Oh, how Instagram makes it look so easy. Investment properties! Passive income! Simply collect your rent and live fabulously on the beach forever!
Boom: Real Estate Mogul (sweet tan and margarita included.)
Might you have a glass of water nearby? Please throw it in your own face. Then listen. Buying an investment property could be the worst thing that ever happened to you. It can also be the best thing, if you do it right.
What Investment Property Shoppers Get Wrong
It breaks my heart to get these calls. A defeated voice asking what’s the soonest they can unload a property.
This dream they had hoped would bring them prosperity has only cost them in time, money, and worry. Then, because they usually just want to get rid of this financially suffocating asset-turned-liability, they have to sell at a loss. They become the “motivated buyer” that creates a great deal. For someone else.
When I look at what they got themselves into, I know I would have never advised a client to let it happen.
Top Reasons People Regret Buying a Rental Property:
1. Underestimating the cost
The way to do it wrong, wrong, wrong is to think it’s easy money, or almost no money at all beyond the mortgage. But you have taxes that you pay on the property. You have maintenance expenses. If something’s broken, you have to repair it. Every time you turn over a tenant, you have to paint. All those things that you never really thought of add up. In order to own the property and run the property, you have to incur a ton of expenses. As a landlord, you need liquid capital to hold up your end of the agreement. If you don’t, you’re in trouble.
2. Underestimating the time and energy
The other thing is that because you’re a landlord, unless you hire someone to manage the property, you’re managing the property. It’s a lot of dealing with the day-to-day needs of your tenants.
One apartment could take you an hour a week, but if you buy something with 10 apartments, it could cost you 20 hours a week. At some point it’s better to find someone to effectively manage it. But then, of course, a property manager will take between 5 to 10% of what you take in in rent.
There’s a cost to this gig, and it’s either going to be time or money. There’s no getting around that.
3. Overleveraging
People think you can leverage a ton and still have cash flow. But if you have a mortgage, you have to pay the monthly cost of borrowing money. If the market changes and rents go down, the rent could stop covering all of the expenses including the financing. People often make this move before they can really afford to make a move, and it can make for a money-pit.
4. Planning too short-term
The number one rule in buying an investment property is that you buy it well so that you (hopefully) never have to sell it. True investment properties should never be something you want to flip.
The rental market is just too volatile. If you buy a property and you think your return will just be mediocre, it could easily swing down to a level where you’re putting expenses into the property just to stay above water. Then you become the person wondering how fast you can sell.

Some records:
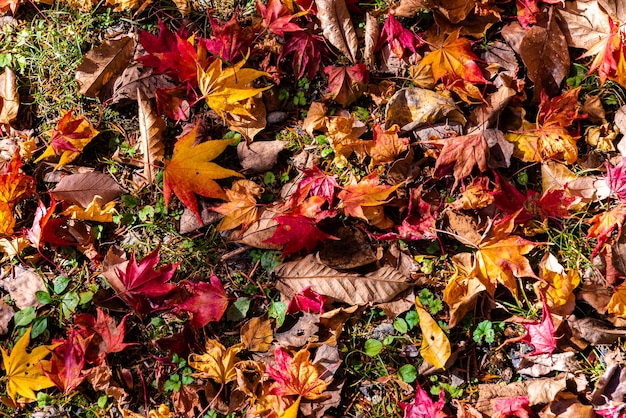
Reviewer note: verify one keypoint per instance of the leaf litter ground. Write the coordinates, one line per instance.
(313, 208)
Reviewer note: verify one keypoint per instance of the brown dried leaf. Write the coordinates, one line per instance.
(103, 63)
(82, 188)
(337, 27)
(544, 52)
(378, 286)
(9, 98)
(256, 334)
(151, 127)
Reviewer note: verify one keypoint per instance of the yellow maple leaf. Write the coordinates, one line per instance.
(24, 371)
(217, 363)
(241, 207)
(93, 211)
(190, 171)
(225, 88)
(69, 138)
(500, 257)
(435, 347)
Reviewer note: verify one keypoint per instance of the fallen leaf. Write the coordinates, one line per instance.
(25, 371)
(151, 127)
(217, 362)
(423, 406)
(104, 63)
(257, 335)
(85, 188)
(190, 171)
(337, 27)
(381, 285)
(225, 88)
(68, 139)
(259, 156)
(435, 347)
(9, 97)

* * *

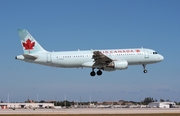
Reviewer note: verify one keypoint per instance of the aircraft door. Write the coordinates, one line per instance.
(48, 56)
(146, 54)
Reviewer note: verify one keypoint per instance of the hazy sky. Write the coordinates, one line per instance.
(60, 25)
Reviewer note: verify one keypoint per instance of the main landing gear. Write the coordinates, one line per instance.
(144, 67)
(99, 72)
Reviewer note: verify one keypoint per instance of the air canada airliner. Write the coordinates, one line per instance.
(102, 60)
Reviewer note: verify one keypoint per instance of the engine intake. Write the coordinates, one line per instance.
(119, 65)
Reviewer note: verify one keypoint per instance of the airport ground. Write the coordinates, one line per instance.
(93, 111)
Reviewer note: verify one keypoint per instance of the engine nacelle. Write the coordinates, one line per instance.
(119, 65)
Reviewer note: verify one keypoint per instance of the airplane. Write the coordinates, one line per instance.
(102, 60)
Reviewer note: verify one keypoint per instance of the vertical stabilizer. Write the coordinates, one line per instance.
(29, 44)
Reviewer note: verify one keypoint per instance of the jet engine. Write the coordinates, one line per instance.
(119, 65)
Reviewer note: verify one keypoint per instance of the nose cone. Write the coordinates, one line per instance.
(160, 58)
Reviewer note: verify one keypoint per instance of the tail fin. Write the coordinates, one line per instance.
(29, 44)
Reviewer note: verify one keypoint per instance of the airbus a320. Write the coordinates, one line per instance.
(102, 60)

▸ PROBLEM STATEMENT
In the article on rental property regrets, what portion of the rent does a property manager take?

▸ SOLUTION
Between 5 and 10% of the rent.